**What is required**
Transcribe the note below on ranking hierarchical labels with SQL word for word, keeping its code and both tables line for line.

Ranking hierarchical labels with SQL
14 Sep 2020To give indices to hierarchical labels, I can use DENSE_RANK()
or RANK()
depending on the situation.
For example, if I have a DataFrame that looks like this:
+------+----------+
|Fridge| Fruits|
+------+----------+
| A| apple|
| B| orange|
| C| apple|
| D| pears|
| C|Watermelon|
+------+----------+
The following SQL code
SELECT
Fridge,
Fruits,
DENSE_RANK() OVER (ORDER BY Fridge, Fruits) AS Loc_id,
DENSE_RANK() OVER (ORDER BY Fridge) AS Fridge_id_dense,
RANK() OVER (ORDER BY Fridge) AS Fridge_id,
DENSE_RANK() OVER (ORDER BY Fruits) AS Fruit_id_dense,
RANK() OVER (ORDER BY Fruits) AS Fruit_id
FROM fridge_list
would yield the following table
+------+----------+------+---------------+---------+--------------+--------+
|Fridge| Fruits|Loc_id|Fridge_id_dense|Fridge_id|Fruit_id_dense|Fruit_id|
+------+----------+------+---------------+---------+--------------+--------+
| A| apple| 1| 1| 1| 2| 2|
| B| orange| 2| 2| 2| 3| 4|
| C|Watermelon| 3| 3| 3| 1| 1|
| C| apple| 4| 3| 3| 2| 2|
| D| pears| 5| 4| 5| 4| 5|
+------+----------+------+---------------+---------+--------------+--------+

**Entries**

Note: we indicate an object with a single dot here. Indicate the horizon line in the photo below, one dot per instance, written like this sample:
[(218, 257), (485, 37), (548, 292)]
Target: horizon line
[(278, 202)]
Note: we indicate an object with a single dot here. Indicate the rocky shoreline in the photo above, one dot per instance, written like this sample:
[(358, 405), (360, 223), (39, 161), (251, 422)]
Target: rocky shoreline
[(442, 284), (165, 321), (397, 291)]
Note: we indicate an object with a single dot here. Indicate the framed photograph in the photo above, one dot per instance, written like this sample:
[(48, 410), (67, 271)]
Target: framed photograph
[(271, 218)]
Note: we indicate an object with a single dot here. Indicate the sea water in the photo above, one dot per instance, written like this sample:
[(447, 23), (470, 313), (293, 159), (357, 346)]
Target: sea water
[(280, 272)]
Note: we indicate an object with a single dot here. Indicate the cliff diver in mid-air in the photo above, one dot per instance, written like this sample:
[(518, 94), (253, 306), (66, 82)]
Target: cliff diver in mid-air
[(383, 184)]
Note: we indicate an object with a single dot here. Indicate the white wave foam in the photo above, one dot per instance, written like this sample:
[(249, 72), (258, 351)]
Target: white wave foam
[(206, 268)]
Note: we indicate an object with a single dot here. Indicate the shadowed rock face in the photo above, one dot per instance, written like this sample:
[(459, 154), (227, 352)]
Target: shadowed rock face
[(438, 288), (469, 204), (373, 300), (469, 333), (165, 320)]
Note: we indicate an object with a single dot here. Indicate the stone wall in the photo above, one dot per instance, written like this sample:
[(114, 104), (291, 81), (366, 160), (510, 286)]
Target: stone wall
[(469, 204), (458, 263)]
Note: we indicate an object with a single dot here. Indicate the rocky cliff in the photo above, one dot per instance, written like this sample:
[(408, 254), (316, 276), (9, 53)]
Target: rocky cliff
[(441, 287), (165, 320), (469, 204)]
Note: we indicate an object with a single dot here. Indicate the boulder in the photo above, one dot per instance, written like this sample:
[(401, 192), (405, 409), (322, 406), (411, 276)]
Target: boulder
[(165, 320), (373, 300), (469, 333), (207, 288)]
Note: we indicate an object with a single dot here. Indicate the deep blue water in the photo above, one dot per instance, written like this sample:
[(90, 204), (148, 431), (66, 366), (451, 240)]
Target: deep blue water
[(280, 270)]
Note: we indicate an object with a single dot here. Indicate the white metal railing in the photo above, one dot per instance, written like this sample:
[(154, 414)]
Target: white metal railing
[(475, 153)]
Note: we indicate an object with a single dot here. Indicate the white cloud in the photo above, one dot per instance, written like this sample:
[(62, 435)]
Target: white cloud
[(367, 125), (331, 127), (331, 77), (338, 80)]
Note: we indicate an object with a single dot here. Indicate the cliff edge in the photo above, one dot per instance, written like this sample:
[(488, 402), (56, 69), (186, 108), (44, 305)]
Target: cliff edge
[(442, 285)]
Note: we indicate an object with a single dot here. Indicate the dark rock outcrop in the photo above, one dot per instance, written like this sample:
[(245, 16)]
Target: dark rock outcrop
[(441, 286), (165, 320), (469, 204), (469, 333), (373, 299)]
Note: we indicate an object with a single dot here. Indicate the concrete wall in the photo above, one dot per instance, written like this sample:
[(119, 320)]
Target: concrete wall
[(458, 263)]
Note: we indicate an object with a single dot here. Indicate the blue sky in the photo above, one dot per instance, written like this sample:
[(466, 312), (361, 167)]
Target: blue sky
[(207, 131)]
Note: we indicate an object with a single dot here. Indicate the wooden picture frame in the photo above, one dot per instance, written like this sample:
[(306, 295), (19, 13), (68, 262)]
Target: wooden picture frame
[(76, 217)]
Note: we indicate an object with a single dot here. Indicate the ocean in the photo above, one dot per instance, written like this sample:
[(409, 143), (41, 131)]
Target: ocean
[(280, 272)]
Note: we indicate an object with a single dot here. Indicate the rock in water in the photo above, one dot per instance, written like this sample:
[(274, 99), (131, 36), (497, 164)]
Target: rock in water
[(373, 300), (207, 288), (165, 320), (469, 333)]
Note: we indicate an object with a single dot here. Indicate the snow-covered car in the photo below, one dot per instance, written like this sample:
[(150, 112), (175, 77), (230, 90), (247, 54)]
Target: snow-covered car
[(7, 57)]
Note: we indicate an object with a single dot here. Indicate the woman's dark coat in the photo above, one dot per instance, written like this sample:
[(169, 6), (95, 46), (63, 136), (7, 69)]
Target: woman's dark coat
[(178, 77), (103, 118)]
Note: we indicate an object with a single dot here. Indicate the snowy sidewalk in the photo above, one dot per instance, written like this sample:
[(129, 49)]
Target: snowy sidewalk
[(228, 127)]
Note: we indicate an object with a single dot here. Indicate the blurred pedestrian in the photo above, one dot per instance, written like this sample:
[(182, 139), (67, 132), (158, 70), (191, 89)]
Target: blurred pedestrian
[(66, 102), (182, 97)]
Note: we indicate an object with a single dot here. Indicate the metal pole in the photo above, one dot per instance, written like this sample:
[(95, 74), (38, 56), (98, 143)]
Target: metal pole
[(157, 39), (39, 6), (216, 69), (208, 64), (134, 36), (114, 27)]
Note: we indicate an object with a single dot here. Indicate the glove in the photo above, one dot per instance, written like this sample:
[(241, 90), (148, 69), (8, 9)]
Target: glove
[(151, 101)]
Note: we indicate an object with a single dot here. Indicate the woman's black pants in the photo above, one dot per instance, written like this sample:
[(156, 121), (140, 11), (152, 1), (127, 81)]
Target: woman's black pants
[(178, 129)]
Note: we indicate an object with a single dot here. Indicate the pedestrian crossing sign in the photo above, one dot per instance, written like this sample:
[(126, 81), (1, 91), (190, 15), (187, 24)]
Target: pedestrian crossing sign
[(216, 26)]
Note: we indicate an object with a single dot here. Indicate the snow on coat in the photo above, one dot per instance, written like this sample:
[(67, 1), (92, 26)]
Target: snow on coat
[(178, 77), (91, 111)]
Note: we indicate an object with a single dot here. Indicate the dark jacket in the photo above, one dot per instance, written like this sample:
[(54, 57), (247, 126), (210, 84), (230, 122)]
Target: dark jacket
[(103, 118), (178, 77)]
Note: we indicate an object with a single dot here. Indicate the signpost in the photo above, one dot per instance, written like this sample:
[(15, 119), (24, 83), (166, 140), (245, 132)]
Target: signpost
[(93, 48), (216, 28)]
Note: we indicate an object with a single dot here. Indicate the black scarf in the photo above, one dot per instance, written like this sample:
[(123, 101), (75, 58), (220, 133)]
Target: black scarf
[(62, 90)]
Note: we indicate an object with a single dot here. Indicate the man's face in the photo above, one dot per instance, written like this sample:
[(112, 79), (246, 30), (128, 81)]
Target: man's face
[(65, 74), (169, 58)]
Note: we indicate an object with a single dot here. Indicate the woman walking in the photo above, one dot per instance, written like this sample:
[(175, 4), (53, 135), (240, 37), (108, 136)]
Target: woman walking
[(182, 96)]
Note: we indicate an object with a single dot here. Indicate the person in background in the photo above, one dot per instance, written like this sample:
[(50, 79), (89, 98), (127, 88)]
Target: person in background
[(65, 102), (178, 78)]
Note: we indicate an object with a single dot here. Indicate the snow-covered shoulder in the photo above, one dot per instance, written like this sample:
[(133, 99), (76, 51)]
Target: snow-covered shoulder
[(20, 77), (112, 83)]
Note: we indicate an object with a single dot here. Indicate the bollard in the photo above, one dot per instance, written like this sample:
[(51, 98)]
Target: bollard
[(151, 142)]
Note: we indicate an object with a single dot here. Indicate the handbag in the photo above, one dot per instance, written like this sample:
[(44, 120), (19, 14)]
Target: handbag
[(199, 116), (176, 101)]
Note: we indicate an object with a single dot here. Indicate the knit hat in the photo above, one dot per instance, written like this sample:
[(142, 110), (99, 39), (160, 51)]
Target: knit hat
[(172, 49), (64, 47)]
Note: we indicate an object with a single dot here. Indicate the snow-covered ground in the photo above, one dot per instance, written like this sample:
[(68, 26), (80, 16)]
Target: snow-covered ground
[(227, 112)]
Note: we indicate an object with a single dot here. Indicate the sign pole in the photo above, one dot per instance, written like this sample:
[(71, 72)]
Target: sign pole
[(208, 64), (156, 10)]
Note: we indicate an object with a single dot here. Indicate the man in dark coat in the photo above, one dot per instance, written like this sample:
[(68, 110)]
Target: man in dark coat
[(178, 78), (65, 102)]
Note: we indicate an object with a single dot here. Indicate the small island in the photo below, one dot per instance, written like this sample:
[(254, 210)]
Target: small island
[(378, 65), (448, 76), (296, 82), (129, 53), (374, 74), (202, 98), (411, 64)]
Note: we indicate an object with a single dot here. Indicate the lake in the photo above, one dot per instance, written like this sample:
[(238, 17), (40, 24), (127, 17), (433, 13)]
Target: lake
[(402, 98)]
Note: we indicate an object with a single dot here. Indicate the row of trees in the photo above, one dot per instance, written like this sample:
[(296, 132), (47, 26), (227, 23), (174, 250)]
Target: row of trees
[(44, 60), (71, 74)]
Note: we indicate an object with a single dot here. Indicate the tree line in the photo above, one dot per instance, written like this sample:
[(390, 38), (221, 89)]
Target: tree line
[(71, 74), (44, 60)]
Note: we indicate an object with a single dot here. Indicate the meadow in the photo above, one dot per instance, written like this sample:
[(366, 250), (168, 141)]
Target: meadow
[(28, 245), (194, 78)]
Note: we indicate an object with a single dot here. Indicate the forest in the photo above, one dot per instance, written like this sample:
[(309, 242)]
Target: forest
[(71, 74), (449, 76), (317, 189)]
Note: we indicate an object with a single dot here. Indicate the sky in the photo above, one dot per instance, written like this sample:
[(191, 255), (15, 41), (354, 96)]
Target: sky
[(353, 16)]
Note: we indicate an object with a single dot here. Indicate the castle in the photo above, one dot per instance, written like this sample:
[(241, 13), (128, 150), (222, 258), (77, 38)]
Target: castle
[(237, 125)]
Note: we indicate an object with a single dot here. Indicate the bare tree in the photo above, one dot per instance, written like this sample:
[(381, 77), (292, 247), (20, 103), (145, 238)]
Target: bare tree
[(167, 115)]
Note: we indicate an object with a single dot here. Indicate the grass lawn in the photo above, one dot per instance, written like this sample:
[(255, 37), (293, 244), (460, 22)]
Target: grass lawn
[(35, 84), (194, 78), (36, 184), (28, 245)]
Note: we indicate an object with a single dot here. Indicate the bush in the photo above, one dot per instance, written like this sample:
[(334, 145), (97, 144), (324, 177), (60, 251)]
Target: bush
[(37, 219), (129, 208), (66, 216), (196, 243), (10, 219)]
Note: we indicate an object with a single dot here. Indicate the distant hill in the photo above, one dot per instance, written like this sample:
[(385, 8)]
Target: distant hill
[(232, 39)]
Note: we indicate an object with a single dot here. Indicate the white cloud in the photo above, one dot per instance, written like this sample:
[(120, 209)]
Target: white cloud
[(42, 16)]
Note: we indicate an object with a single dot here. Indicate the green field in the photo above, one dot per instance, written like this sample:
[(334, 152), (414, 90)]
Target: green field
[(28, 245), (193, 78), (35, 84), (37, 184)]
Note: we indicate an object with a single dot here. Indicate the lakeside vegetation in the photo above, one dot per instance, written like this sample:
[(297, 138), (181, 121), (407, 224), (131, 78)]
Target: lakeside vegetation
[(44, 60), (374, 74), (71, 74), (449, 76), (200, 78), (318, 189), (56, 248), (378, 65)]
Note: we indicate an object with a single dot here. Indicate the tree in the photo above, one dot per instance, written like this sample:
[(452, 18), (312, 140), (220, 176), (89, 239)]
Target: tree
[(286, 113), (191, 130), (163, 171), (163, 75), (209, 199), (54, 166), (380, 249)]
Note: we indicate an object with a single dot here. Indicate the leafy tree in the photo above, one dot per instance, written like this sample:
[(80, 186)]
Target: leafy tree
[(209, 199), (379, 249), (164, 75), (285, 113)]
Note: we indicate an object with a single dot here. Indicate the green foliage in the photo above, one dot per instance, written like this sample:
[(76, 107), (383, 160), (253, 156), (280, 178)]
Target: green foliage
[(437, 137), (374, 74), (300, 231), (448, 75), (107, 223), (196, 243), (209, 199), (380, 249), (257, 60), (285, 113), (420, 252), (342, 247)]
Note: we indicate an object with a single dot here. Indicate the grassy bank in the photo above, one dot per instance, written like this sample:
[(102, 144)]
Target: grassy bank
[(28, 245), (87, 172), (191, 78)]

**The solution**
Ranking hierarchical labels with SQL
14 Sep 2020To give indices to hierarchical labels, I can use DENSE_RANK()
or RANK()
depending on the situation.
For example, if I have a DataFrame that looks like this:
+------+----------+
|Fridge| Fruits|
+------+----------+
| A| apple|
| B| orange|
| C| apple|
| D| pears|
| C|Watermelon|
+------+----------+
The following SQL code
SELECT
Fridge,
Fruits,
DENSE_RANK() OVER (ORDER BY Fridge, Fruits) AS Loc_id,
DENSE_RANK() OVER (ORDER BY Fridge) AS Fridge_id_dense,
RANK() OVER (ORDER BY Fridge) AS Fridge_id,
DENSE_RANK() OVER (ORDER BY Fruits) AS Fruit_id_dense,
RANK() OVER (ORDER BY Fruits) AS Fruit_id
FROM fridge_list
would yield the following table
+------+----------+------+---------------+---------+--------------+--------+
|Fridge| Fruits|Loc_id|Fridge_id_dense|Fridge_id|Fruit_id_dense|Fruit_id|
+------+----------+------+---------------+---------+--------------+--------+
| A| apple| 1| 1| 1| 2| 2|
| B| orange| 2| 2| 2| 3| 4|
| C|Watermelon| 3| 3| 3| 1| 1|
| C| apple| 4| 3| 3| 2| 2|
| D| pears| 5| 4| 5| 4| 5|
+------+----------+------+---------------+---------+--------------+--------+